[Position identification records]
* * *
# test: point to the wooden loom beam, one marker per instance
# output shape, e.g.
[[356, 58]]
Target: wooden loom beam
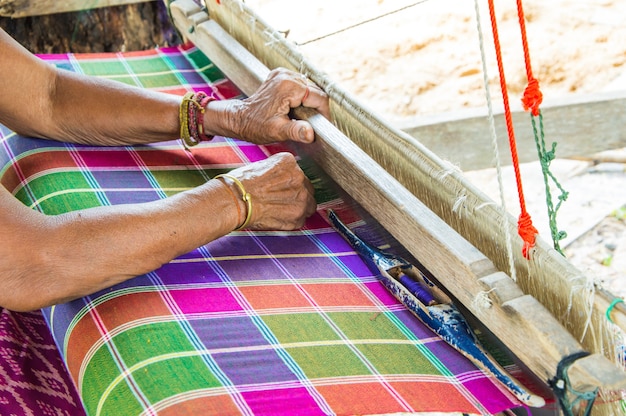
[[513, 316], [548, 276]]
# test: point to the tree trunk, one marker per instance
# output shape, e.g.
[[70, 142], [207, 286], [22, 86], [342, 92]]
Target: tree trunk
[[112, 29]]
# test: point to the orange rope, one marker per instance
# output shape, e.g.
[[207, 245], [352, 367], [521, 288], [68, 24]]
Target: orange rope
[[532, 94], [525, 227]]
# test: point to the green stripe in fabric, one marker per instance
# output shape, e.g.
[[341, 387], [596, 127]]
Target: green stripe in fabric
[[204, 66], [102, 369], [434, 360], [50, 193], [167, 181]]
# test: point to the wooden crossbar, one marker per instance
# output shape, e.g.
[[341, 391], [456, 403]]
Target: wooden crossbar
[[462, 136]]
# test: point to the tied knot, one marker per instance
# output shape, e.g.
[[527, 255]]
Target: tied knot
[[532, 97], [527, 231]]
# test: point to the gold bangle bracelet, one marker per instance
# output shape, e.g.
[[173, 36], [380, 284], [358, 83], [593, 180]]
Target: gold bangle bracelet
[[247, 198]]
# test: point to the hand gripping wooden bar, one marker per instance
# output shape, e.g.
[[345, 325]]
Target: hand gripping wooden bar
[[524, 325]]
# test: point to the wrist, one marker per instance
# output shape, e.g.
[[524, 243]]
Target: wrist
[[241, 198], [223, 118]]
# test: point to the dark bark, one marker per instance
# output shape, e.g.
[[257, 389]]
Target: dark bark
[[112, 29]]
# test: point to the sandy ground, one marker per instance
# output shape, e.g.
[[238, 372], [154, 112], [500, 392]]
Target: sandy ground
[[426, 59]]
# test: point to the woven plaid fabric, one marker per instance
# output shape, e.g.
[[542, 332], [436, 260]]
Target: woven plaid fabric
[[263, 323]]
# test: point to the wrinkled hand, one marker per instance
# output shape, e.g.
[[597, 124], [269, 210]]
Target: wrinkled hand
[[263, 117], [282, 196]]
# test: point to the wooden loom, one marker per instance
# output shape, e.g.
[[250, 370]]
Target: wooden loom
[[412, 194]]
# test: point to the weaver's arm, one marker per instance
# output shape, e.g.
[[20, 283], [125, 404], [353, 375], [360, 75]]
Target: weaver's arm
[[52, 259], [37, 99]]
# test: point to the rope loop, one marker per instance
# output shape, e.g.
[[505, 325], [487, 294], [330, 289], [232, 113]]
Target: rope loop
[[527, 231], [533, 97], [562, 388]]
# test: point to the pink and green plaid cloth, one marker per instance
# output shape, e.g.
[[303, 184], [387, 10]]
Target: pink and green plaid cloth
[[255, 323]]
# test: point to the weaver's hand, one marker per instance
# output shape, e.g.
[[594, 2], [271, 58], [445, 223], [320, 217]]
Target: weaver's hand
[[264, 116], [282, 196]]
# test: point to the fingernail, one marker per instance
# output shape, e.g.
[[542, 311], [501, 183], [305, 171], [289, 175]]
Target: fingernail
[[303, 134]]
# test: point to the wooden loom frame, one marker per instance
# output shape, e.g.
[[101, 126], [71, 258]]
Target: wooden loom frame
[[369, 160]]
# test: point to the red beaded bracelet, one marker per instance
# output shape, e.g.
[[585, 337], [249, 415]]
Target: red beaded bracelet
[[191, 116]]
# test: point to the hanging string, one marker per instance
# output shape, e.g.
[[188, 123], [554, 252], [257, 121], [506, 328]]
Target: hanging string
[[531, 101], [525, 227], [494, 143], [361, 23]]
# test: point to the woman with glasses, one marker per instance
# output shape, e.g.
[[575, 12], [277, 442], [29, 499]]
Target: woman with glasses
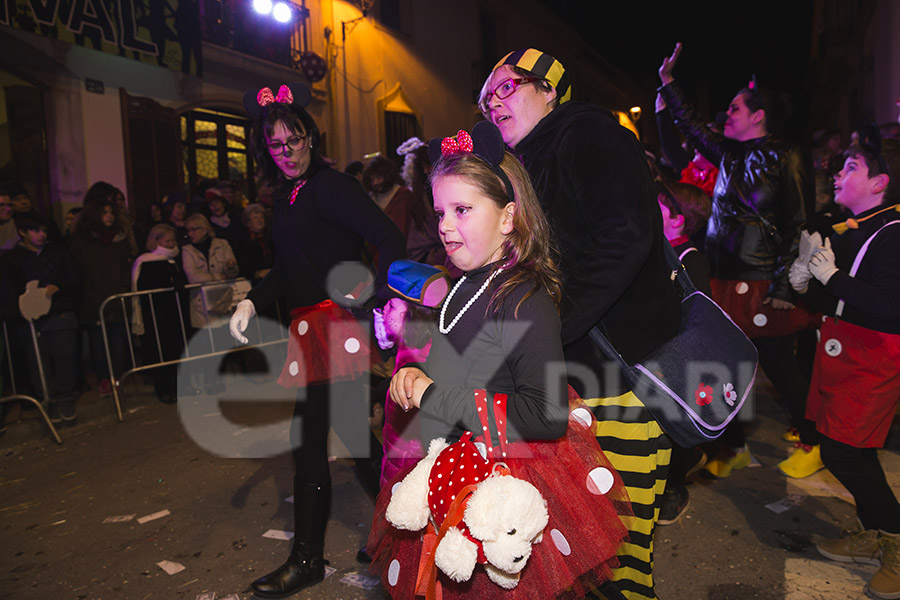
* * *
● EXERCISE DESCRIPTION
Rewrite every line in the records between the line holding "# test: point to the tree" and the line holding "[[532, 94], [525, 227]]", inclusive, requests included. Multiply each answer coordinate (not those in the requests or their format samples) by 1.2 and round it to a whole number, with halves rounded up.

● ANSWER TO THIS EXERCISE
# test: point to the tree trunk, one marker per instance
# output shape, e.g.
[[70, 142], [207, 286], [22, 86], [342, 92]]
Target: tree trunk
[[134, 35]]
# test: point to the orange rope, one marker per instance
# output shape, e.g.
[[207, 245], [352, 367], [521, 288], [68, 24]]
Target: orange rope
[[638, 113], [630, 272]]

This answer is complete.